Pflichtaufgabe ▸
Schreib alle folgenden Einträge neu und setz überall „analyst“ an die Stelle von „radiologist“. Alles andere bleibt, wie es ist.

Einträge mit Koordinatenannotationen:

++++

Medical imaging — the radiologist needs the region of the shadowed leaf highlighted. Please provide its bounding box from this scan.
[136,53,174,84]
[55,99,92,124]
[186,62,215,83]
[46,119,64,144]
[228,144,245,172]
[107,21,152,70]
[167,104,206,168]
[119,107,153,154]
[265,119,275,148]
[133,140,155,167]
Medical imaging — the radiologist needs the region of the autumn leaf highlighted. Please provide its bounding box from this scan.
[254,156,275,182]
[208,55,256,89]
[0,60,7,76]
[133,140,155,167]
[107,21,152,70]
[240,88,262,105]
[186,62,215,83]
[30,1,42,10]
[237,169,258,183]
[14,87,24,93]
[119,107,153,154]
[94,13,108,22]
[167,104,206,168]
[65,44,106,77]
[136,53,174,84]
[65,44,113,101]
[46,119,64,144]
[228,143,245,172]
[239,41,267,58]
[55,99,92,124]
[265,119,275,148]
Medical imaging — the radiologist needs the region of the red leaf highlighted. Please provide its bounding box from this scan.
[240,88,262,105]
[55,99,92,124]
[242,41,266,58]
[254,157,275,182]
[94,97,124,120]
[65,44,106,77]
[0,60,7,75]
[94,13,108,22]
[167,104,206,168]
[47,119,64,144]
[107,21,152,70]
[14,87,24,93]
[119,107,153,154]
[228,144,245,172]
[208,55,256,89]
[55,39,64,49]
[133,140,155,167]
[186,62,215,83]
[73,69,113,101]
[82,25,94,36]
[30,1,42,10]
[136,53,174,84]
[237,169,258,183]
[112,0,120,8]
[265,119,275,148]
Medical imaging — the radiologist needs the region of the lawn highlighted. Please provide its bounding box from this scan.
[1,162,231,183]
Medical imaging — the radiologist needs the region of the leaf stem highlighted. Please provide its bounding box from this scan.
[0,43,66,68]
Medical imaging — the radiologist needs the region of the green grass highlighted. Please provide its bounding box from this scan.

++++

Antwort zur Aufgabe ▸
Medical imaging — the analyst needs the region of the shadowed leaf highlighted. Please provide its bounding box from this scan.
[136,53,174,84]
[55,99,92,124]
[186,62,215,83]
[46,119,64,144]
[228,144,245,172]
[107,21,152,70]
[167,104,206,168]
[119,107,153,154]
[265,119,275,148]
[133,140,155,167]
Medical imaging — the analyst needs the region of the autumn leaf highlighted. Please provide its bounding box from this scan.
[254,156,275,182]
[208,55,256,89]
[0,60,7,76]
[133,140,155,167]
[107,21,152,70]
[240,88,262,105]
[186,62,215,83]
[30,1,42,10]
[237,169,258,183]
[14,87,24,93]
[119,107,153,154]
[94,13,108,22]
[167,104,206,168]
[65,44,106,77]
[136,53,174,84]
[65,44,113,101]
[46,119,64,144]
[228,143,245,172]
[239,41,267,58]
[55,99,92,124]
[265,119,275,148]
Medical imaging — the analyst needs the region of the red leaf highlighted. Please provide its bounding box from this scan.
[240,88,262,105]
[55,99,92,124]
[242,41,266,58]
[254,157,275,182]
[94,97,124,120]
[65,44,106,77]
[0,60,7,75]
[94,13,108,22]
[167,104,206,168]
[47,119,64,144]
[107,21,152,70]
[14,87,24,93]
[119,107,153,154]
[228,144,245,172]
[208,55,256,89]
[55,39,64,49]
[133,140,155,167]
[186,62,215,83]
[73,69,113,101]
[82,25,94,36]
[30,1,42,10]
[136,53,174,84]
[237,169,258,183]
[112,0,120,8]
[265,119,275,148]
Medical imaging — the analyst needs the region of the lawn highlighted. Please provide its bounding box from this scan.
[1,162,231,183]
Medical imaging — the analyst needs the region of the leaf stem highlighted. Please provide its bounding box from this scan.
[0,43,66,68]
Medical imaging — the analyst needs the region of the green grass highlighted. Please provide its bounding box from this scan.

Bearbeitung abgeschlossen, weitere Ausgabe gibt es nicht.